Exercise goal: What you give back should be exactly the opening lines of the data, ending with the line that contains "positive clicks: (58, 55) (69, 45)" and including it.

Data shown:
□ □ □ □
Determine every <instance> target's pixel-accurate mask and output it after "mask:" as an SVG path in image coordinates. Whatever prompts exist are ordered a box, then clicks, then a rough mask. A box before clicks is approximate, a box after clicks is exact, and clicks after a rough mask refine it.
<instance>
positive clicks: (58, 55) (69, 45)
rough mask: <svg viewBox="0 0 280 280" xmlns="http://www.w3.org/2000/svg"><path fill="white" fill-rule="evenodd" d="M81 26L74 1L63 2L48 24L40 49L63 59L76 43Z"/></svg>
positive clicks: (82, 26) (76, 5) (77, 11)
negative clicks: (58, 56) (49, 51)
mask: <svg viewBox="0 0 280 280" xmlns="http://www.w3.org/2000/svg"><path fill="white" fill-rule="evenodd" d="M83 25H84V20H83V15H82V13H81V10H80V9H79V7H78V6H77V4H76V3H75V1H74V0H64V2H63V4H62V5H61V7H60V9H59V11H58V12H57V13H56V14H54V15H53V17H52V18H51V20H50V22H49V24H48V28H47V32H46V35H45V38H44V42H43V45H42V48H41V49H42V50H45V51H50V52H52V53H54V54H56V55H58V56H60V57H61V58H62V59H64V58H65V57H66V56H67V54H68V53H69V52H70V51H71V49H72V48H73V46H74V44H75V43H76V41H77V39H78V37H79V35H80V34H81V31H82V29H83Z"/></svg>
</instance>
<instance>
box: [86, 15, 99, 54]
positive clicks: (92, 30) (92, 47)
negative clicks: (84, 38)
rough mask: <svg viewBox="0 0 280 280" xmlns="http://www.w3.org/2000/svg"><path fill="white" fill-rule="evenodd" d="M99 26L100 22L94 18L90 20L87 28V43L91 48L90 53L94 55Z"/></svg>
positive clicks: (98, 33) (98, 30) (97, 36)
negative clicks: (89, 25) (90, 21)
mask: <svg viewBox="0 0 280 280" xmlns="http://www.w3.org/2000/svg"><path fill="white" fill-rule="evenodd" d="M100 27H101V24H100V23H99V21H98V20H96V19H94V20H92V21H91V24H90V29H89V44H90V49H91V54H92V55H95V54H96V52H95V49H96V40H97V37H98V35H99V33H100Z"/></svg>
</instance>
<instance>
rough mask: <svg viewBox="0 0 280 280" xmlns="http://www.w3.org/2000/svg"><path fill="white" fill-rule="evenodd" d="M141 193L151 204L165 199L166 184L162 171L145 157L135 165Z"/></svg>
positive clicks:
□ □ □ □
Response to the task:
Determine every <instance> target's pixel-accurate mask and output it after "mask:" as an SVG path in image coordinates. Whatever prompts exist are ordered a box, then clicks, then a rough mask. A box before clicks is approximate, a box after clicks is exact, and clicks after a rough mask refine it.
<instance>
positive clicks: (58, 55) (69, 45)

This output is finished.